[本文]

#####

重複小集団活動二股がけと呼ばないで 連載第3回

TPMは、トップから第一線従業員まで全員が参加して推進する活動です。言い換えれば全員が参加しやすい組織や環境がなければTPMは成り立ちません。では、全員でTPM活動を行うにはどのような形態の組織がふさわしいのでしょうか。それが重複小集団と呼ばれる組織です。重複小集団では、各階層がお互いに重なり合って活動することで、トップが掲げる目標や課題を明確に伝達でき、また現場の意見をトップの方針に反映させることができます。TPM活動を推進するにあたって、なくてはならない組織のあり方です。

→左から右へ読んでね。

ここがポイント!

重複小集団とは?

 TPM活動はグループ単位(小集団)で推進されますが、これは単なる作業者の集まりではありません。
 TPM活動を推進している工場には、工場全体で掲げる目標があります。その目標を達成するためには、部、課、係、班(サークル)に方針をきちんと伝え、それぞれ具体的に何をするべきか検討する必要があります(トップダウン)。一方で目標達成のために各部署で検討した内容を上部の組織に伝え、全体の方針に反映させたり課題として提案することも大事になります(ボトムアップ)。

#####

[抽出データ]
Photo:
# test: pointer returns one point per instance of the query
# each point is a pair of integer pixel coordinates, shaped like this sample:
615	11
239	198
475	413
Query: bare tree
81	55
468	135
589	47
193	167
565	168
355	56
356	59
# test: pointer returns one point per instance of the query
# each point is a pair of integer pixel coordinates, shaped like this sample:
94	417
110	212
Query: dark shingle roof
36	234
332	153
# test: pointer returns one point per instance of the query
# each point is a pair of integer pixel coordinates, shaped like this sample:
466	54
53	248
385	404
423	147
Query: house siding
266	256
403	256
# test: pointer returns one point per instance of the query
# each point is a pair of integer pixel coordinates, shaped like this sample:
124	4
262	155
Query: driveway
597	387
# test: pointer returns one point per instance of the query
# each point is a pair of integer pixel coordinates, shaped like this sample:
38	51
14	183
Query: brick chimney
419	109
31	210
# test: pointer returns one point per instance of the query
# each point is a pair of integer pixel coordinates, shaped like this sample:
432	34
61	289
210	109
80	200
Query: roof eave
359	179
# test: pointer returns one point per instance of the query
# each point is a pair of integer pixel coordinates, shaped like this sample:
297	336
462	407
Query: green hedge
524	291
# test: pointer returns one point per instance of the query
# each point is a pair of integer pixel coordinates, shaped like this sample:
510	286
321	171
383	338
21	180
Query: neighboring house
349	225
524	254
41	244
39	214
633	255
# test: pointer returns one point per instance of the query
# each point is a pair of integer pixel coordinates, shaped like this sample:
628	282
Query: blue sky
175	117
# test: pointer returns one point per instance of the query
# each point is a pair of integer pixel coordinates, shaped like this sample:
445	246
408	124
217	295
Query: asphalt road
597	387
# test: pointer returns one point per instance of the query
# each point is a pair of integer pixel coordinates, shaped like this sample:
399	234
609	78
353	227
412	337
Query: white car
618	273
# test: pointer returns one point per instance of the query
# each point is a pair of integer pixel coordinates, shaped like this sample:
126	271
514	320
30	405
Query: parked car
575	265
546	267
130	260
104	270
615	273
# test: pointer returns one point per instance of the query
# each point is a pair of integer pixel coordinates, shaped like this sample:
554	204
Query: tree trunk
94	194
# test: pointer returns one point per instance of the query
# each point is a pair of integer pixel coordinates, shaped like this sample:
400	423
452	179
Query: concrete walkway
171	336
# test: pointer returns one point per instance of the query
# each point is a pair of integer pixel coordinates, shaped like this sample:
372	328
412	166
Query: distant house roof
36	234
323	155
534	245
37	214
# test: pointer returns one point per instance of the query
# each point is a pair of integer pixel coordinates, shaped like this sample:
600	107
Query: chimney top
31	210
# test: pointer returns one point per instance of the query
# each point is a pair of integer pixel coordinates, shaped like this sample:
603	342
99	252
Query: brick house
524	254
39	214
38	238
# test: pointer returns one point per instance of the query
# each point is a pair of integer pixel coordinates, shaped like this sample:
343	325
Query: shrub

#####

[課題 1]
本文によると、TPMは誰が参加して推進する活動か。
[課題 2]
本文は、重複小集団をTPM活動の推進に欠かせない組織としている。その理由を1〜3文で説明せよ。
[課題 3]
本文の「重複小集団活動二股がけと呼ばないで 連載第3回」から「はならない組織のあり方です。」までを、両端を含めてそのまま返せ。
データの行は使わなくてよい。

[解答 1]
トップから第一線従業員まで全員が参加して推進する活動である。

[解答 2]
TPMは全員参加の活動なので、全員が参加しやすい組織がなければ成り立たない。重複小集団では各階層が互いに重なり合って活動する。そのため、トップが掲げる目標や課題を明確に伝えられ、現場の意見をトップの方針に反映させることもできる。

[解答 3]
重複小集団活動二股がけと呼ばないで 連載第3回

TPMは、トップから第一線従業員まで全員が参加して推進する活動です。言い換えれば全員が参加しやすい組織や環境がなければTPMは成り立ちません。では、全員でTPM活動を行うにはどのような形態の組織がふさわしいのでしょうか。それが重複小集団と呼ばれる組織です。重複小集団では、各階層がお互いに重なり合って活動することで、トップが掲げる目標や課題を明確に伝達でき、また現場の意見をトップの方針に反映させることができます。TPM活動を推進するにあたって、なくてはならない組織のあり方です。